Segment Start: EXCERPTED PASSAGE

8 Comments

  • Barbara
    at · Reply

    You put yourself in a very difficult position in that last sentence. I encourage you to back off from that dichotomy. For both of you. And your wife. Perhaps you are just using hyperbole to express your pain at the thought of causing her pain. But similar to the seriousness of a weapons comment as one boards a plane, references to suicide are not to be taken lightly.

    There are parents who have been and are in your position.

    I’m going to suggest this video for you and tell you a bit about it so you can choose to watch it, or not. This is a TED production. If you are not familiar with TED, they are presentations that are inspiring and thoughtful. Amy Mullins is a bilateral lower extremity amputee after optional amputation of her two non-functional congenital legs. See what she thinks about her growing-up and about adversity.

Segment End: EXCERPTED PASSAGE

WHAT THIS EXERCISE ASKS:
A: Print the part of the reader comment between "You put yourself" and "in your position.", inclusive.
B: Shorten the paragraph of the reader comment that begins "I'm going to suggest this video" while keeping its main facts.
C: Write the next part of the reader comment, picking up after its final sentence.
The items that come next have no connection to the reader comment.

Segment Start: DATA SECTION

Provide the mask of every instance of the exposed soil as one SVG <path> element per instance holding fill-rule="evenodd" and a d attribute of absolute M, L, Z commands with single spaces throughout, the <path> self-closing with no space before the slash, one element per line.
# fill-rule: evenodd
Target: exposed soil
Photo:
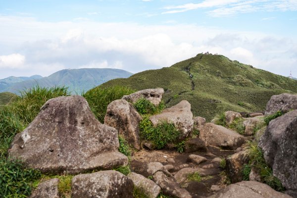
<path fill-rule="evenodd" d="M 134 153 L 131 167 L 133 172 L 146 177 L 149 176 L 146 171 L 147 164 L 151 162 L 159 162 L 164 165 L 173 165 L 175 167 L 174 170 L 171 172 L 173 175 L 183 167 L 203 168 L 210 173 L 203 178 L 200 182 L 187 181 L 180 184 L 191 194 L 193 198 L 206 198 L 214 193 L 210 191 L 212 185 L 224 187 L 222 182 L 222 177 L 220 175 L 223 169 L 220 167 L 219 163 L 211 162 L 211 160 L 215 157 L 226 158 L 234 153 L 234 151 L 221 150 L 219 148 L 211 146 L 207 147 L 207 152 L 196 151 L 188 153 L 180 153 L 175 150 L 143 149 Z M 190 163 L 187 161 L 187 159 L 191 154 L 203 156 L 207 159 L 207 161 L 199 165 Z M 174 162 L 170 162 L 173 161 L 172 159 L 174 160 Z"/>

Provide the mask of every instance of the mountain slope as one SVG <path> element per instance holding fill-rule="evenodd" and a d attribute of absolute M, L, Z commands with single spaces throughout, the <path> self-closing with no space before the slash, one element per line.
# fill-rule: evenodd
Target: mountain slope
<path fill-rule="evenodd" d="M 30 80 L 13 84 L 7 91 L 18 93 L 19 91 L 38 85 L 41 87 L 65 86 L 72 94 L 80 94 L 83 91 L 117 78 L 127 78 L 132 74 L 117 69 L 64 69 L 47 77 Z"/>
<path fill-rule="evenodd" d="M 6 104 L 11 100 L 16 99 L 17 96 L 9 92 L 0 93 L 0 105 Z"/>
<path fill-rule="evenodd" d="M 137 90 L 163 88 L 167 107 L 187 99 L 194 115 L 208 121 L 226 110 L 263 110 L 271 96 L 297 93 L 295 80 L 223 55 L 202 54 L 170 67 L 145 71 L 100 86 L 122 85 Z"/>

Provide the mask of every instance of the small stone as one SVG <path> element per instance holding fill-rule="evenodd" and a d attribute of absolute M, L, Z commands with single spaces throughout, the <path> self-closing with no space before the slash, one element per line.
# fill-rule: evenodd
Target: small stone
<path fill-rule="evenodd" d="M 221 190 L 221 188 L 218 185 L 211 185 L 210 191 L 212 192 L 216 192 Z"/>
<path fill-rule="evenodd" d="M 204 162 L 204 161 L 206 161 L 207 159 L 205 158 L 204 157 L 202 157 L 202 156 L 195 155 L 195 154 L 190 154 L 188 157 L 187 161 L 191 162 L 192 163 L 194 163 L 196 164 L 200 164 L 202 162 Z"/>

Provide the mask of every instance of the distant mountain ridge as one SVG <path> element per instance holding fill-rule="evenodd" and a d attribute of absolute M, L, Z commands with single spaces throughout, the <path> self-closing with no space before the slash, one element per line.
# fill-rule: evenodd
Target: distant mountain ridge
<path fill-rule="evenodd" d="M 0 86 L 0 92 L 9 92 L 16 94 L 20 91 L 30 89 L 38 85 L 41 87 L 52 87 L 57 86 L 68 87 L 71 94 L 81 94 L 92 88 L 99 85 L 110 80 L 118 78 L 128 78 L 133 74 L 127 71 L 118 69 L 108 68 L 84 68 L 68 69 L 58 71 L 48 77 L 39 78 L 38 75 L 32 76 L 29 79 L 20 81 L 24 77 L 17 78 L 15 82 L 11 83 L 3 82 L 3 86 Z M 37 78 L 34 78 L 36 77 Z M 10 78 L 0 80 L 7 82 Z M 25 77 L 26 78 L 26 77 Z M 1 85 L 0 84 L 0 85 Z"/>

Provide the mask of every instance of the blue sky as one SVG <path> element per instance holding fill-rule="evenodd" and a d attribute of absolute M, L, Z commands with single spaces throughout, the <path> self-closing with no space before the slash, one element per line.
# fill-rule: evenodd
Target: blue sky
<path fill-rule="evenodd" d="M 296 0 L 0 1 L 0 78 L 136 73 L 206 51 L 297 76 Z"/>

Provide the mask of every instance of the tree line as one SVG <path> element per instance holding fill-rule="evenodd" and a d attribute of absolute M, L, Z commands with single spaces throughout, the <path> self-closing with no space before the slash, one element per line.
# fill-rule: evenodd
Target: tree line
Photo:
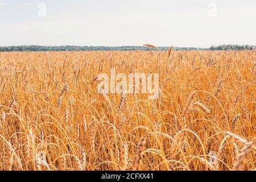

Segment End: DATA SECTION

ANSWER SET:
A:
You put yourself in a very difficult position in that last sentence. I encourage you to back off from that dichotomy. For both of you. And your wife. Perhaps you are just using hyperbole to express your pain at the thought of causing her pain. But similar to the seriousness of a weapons comment as one boards a plane, references to suicide are not to be taken lightly.

    There are parents who have been and are in your position.

B: The commenter recommends a TED video, explaining that TED presentations are inspiring and thoughtful. It features Amy Mullins, a bilateral lower extremity amputee who chose to have her two non-functional congenital legs amputated, and shows her views on growing up and adversity.

C:
    http://www.ted.com/talks/aimee_mullins_the_opportunity_of_adversity.html

    Namine needs you to get her through this. You can do it.

  • Cr Eiche
    at · Reply

    Barbara, whoever you are, G-d bless you for sharing that video link. Namine is definitely not disabled.

    Paul & Jessica, I can’t pretend to know the pain you’re going through as parents. As a former caregiver, I know that sometimes you have to make painful choices to give the one you care for a chance at the best outcome, knowing that there will be long term physical pain. The memory of the physical pain decreases with time. The mental pain if “what if” or “should I have” is far more excruciating and lasts forever.

  • Paul
    at · Reply

    I’d say hyperbole is more likely. I wouldn’t kill myself as long as my wife and daughter are still alive. I’m upset that Namine has to go through this, and I’m angry – mostly with myself – that I am the one to put her through it. My hope, however, is that one day, even if she doesn’t forgive me, she understands that I was acting on behalf of her best interests. That I was trying to give her as much as I possibly could in this unfair world.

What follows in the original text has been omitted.